:: BRONTEKST ::

Thomas Heerma van Voss
Achter eigen staart aan
Literatuurwetenschap komt, ontdekte ik tijdens mijn jaren aan de UvA, hoofdzakelijk neer op het reproduceren van andermans mening. Soms gebeurt dit met bronvermelding (het liefst pagina’s lang) of citaten (bij voorkeur onvertaald en net niet te begrijpen), zodat er voldaan wordt aan de heilige wetenschappelijke criteria. Andere keren gebruikt de schrijver juist geen enkele bron en presenteert hij, met stilzwijgende goedkeuring van collega’s, zijn theorie als helemaal van zichzelf. Jaren gaat het zo door, tot iemand er genoeg van heeft en de gangbare ideeën van zijn tijd onderuit haalt, of daar althans een poging toe doet. Hier hangt dan nog de zweem van rebellie omheen, maar ook dit is meestal niets meer dan een herhalingsoefening. Je kunt de klok er haast op gelijk zetten: elke tien, vijftien jaar laaien dezelfde discussies op over het engagement van de roman, over de maatschappelijke rol van literatuur, of over de eeuwige ontlezing. Zelfs de vorm-ventdiscussie neemt ieder decennium wel weer een sluikgedaante aan om zich in het debat te wurmen.

:: UIT TE VOEREN TAKEN ::
(A) Filter uit de lijst alle regels waarin de tekenreeks "mustache" voorkomt, waarbij het verschil tussen hoofdletters en kleine letters meetelt.
(B) Ga verder met de tekst over literatuurwetenschap, aansluitend op de laatste zin ervan.
De tekst over literatuurwetenschap en de lijst staan volledig los van elkaar.

:: GETOONDE GEGEVENS ::
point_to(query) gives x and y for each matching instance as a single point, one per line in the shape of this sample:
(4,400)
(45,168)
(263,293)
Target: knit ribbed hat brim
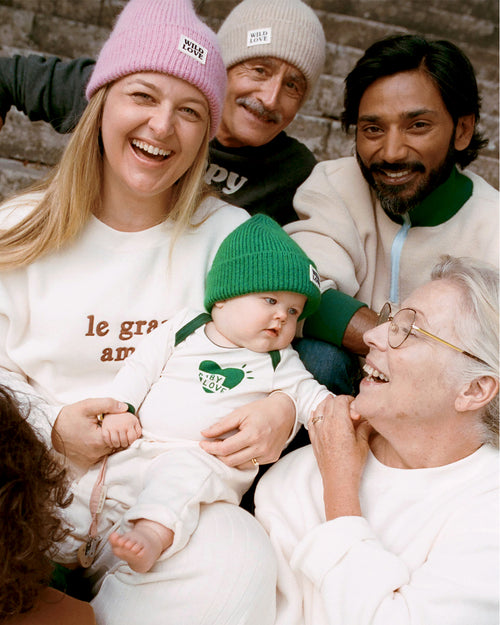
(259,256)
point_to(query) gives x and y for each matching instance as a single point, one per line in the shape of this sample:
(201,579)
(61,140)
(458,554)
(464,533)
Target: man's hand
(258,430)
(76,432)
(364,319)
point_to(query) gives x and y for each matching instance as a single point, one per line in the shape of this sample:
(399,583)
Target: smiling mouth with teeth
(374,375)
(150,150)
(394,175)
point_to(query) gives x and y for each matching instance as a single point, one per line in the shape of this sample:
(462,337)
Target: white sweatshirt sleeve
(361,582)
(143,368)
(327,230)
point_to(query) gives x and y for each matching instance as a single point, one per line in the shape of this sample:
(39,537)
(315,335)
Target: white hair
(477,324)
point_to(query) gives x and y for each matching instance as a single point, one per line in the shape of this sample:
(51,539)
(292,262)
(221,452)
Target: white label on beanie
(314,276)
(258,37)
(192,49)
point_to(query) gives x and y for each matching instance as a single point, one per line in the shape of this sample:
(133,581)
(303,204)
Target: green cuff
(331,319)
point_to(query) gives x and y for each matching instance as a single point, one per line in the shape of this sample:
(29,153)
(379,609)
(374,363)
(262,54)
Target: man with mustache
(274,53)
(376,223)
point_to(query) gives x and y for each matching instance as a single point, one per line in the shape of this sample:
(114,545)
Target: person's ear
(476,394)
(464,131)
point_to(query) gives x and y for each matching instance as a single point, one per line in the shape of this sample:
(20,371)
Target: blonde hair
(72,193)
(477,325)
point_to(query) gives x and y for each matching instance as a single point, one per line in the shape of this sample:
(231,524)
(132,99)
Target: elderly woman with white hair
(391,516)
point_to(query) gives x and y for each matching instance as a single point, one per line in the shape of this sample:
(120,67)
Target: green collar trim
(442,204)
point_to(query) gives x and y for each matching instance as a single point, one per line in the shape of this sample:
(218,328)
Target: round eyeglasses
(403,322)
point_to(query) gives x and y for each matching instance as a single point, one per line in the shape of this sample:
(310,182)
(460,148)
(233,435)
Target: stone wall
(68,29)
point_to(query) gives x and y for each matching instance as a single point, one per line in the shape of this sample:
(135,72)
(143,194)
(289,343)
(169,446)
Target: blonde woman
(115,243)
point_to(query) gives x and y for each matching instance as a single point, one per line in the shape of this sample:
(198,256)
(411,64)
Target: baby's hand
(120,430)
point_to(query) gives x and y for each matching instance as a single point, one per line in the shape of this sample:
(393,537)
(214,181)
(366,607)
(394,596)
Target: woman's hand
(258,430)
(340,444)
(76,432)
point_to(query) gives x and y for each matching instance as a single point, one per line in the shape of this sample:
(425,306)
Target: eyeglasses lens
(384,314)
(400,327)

* * *

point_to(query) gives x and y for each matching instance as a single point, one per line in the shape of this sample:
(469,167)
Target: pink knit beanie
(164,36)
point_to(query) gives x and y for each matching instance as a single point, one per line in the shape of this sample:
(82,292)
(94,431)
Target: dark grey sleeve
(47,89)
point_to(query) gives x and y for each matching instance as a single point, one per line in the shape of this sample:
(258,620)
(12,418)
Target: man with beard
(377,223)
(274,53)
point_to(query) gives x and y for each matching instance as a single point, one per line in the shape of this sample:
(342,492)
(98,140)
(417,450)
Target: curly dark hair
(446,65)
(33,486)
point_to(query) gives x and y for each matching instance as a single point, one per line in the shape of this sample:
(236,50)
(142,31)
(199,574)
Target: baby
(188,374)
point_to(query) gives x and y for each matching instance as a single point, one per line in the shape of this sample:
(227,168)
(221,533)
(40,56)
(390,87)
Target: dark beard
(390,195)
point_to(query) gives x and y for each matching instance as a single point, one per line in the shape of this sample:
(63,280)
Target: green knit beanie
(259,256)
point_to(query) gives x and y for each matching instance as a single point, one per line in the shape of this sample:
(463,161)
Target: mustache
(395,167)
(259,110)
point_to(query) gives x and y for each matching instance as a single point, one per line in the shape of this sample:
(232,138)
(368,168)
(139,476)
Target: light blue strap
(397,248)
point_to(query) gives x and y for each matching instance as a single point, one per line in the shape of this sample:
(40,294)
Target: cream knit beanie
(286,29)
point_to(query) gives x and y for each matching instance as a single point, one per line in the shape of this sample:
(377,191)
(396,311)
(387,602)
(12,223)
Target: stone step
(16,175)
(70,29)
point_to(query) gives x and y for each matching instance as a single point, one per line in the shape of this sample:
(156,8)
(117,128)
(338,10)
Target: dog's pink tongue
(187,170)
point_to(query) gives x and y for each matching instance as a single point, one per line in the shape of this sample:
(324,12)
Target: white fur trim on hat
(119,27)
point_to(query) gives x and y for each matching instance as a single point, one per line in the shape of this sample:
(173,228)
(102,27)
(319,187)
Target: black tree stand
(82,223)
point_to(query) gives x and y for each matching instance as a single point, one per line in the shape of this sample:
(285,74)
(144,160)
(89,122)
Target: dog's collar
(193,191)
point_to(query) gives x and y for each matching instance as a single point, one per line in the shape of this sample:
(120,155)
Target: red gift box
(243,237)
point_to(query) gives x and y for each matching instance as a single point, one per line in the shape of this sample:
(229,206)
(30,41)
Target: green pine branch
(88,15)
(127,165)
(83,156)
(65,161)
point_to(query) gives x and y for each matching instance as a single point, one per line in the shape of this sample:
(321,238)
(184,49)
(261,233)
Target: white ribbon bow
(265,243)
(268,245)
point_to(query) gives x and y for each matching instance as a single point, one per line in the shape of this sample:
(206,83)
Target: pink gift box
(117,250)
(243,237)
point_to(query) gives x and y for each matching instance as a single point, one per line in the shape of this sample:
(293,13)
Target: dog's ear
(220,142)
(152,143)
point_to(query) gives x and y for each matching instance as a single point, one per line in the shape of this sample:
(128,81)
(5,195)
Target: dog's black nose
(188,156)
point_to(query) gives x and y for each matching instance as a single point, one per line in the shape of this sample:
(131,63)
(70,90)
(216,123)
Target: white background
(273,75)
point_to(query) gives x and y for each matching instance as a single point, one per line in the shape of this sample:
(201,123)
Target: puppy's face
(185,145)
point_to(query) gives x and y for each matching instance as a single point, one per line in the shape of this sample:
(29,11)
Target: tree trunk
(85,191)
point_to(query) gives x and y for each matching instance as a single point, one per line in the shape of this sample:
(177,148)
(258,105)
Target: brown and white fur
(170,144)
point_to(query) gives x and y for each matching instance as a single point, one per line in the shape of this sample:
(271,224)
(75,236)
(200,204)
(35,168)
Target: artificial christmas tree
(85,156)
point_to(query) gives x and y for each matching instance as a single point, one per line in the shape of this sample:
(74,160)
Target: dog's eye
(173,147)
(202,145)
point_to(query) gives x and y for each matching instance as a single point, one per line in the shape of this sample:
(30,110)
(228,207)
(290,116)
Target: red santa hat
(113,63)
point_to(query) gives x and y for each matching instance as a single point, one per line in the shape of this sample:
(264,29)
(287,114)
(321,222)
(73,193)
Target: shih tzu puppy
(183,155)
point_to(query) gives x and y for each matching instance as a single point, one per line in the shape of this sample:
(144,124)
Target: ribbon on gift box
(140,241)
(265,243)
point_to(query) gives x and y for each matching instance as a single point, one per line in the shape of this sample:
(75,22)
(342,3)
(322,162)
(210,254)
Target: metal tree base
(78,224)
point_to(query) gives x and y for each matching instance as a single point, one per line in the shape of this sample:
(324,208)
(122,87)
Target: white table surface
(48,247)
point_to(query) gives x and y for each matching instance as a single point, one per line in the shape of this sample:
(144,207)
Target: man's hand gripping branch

:: VERWACHTE ANTWOORDEN ::
(A)
Target: man with mustache
Target: mustache

(B)
Met wetenschap heeft het, zoveel mag inmiddels duidelijk zijn, allemaal niets te maken. Wetenschap draait om het vergaren van kennis, objectief en systematisch; met ontwikkeling, met voor anderen controleerbaar onderzoek, met voortbouwen op eerder onderzoek. Binnen de literatuurwetenschap heerst geen vooruitgang of objectiviteit. Er zijn hooguit smaakverschillen, die met een wankele wetenschappelijke omlijsting zo academisch mogelijk en daardoor ook vaak tergend zoutloos de wereld in worden geslingerd.
Binnen de literatuurwetenschap heerst geen vooruitgang of objectiviteit
Bedenk alleen al hoeveel verschillends er binnen de universiteitsmuren van literatuur verwacht wordt: de ene hoogleraar behandelt uitsluitend werken met maatschappelijke bespiegelingen – de roman als veredeld journalistiek voertuig – terwijl anderen juist zweren bij stijlvernieuwing, of een zo onvervalst mogelij-
ke weergave van de tijdsgeest (een term die sowieso verboden mag worden).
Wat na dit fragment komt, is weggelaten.